Copy all the material that follows, keeping every character the same.

══ RECORD LIST

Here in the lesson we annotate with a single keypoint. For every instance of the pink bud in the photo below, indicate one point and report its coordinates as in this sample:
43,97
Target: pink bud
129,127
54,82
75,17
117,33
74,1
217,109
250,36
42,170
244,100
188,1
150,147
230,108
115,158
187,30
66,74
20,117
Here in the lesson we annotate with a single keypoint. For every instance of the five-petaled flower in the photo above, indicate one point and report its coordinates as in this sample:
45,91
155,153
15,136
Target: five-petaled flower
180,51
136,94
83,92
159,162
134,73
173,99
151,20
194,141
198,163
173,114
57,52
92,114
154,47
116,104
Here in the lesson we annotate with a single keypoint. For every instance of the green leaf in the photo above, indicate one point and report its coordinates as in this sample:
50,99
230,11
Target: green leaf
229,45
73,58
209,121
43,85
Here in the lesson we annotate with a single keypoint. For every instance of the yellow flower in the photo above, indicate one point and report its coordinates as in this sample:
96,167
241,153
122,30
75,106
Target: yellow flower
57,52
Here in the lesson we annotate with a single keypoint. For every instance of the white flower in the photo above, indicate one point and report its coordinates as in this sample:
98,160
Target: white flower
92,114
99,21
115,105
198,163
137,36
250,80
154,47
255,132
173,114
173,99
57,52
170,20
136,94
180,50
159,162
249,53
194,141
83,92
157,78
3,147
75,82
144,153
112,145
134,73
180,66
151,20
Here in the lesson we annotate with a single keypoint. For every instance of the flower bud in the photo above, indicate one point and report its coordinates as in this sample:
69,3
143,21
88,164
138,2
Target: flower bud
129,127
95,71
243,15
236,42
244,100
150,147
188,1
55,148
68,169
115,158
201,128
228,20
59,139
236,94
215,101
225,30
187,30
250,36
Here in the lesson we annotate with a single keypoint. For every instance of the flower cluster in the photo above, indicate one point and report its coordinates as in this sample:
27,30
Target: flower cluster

════

■ **RESULT OF THE TASK**:
Here in the lesson we annotate with a single keypoint. For every instance of the pink bud in the photo below, indicate one point and report its coordinates as in this sample:
43,97
Target: pink bud
129,127
54,82
75,17
117,33
74,1
217,109
250,36
42,170
244,100
188,1
150,147
230,108
115,158
187,30
66,74
20,117
Here in the lesson we annotate with a single keypoint. For every instance of the five-petaled flower in the photo above, indicate one point and report its coordinates as in this sample:
45,91
155,153
15,136
Target: five-petaled flower
180,51
136,94
83,92
159,162
134,73
173,99
151,20
194,141
198,163
173,114
57,52
92,114
154,47
116,104
Here in the lesson we annotate with a single keypoint. For every instance of the green leaf in the photo above, indicate one point and report its coordinates as in this sample:
50,99
230,11
Target: green leaf
229,45
73,58
209,121
43,85
Here in the lesson we annotate with a single keypoint. For every instance of the yellow flower in the photo above, indicate one point and report its coordinates as in this sample:
96,167
241,153
122,30
75,106
Target: yellow flower
57,52
Here in the lesson we annotate with a single keypoint. For every instance of the white flower in the photo above, indicate one point and report its coordinates as in this sample:
98,160
Target: white flower
92,114
99,21
115,105
198,163
137,36
250,80
154,47
255,132
173,114
173,99
57,52
170,20
136,94
180,50
159,162
249,53
194,141
83,92
157,78
3,147
75,82
144,153
112,145
134,73
180,66
151,20
Here in the lesson we annotate with a single keypoint. For every instance of the flower bud in the photo above, indicate one point and report its coordinates as in this sample:
69,3
143,21
88,164
138,2
Target: flower bud
129,127
95,71
243,15
236,42
244,100
150,147
188,1
55,148
68,169
115,158
201,128
228,20
59,139
236,94
215,101
225,30
187,30
250,36
Here in the lesson we annotate with a single keypoint. For every instance of the flower cluster in the photo above, indicate one point and report its coordinates as in this sample:
27,30
Target: flower cluster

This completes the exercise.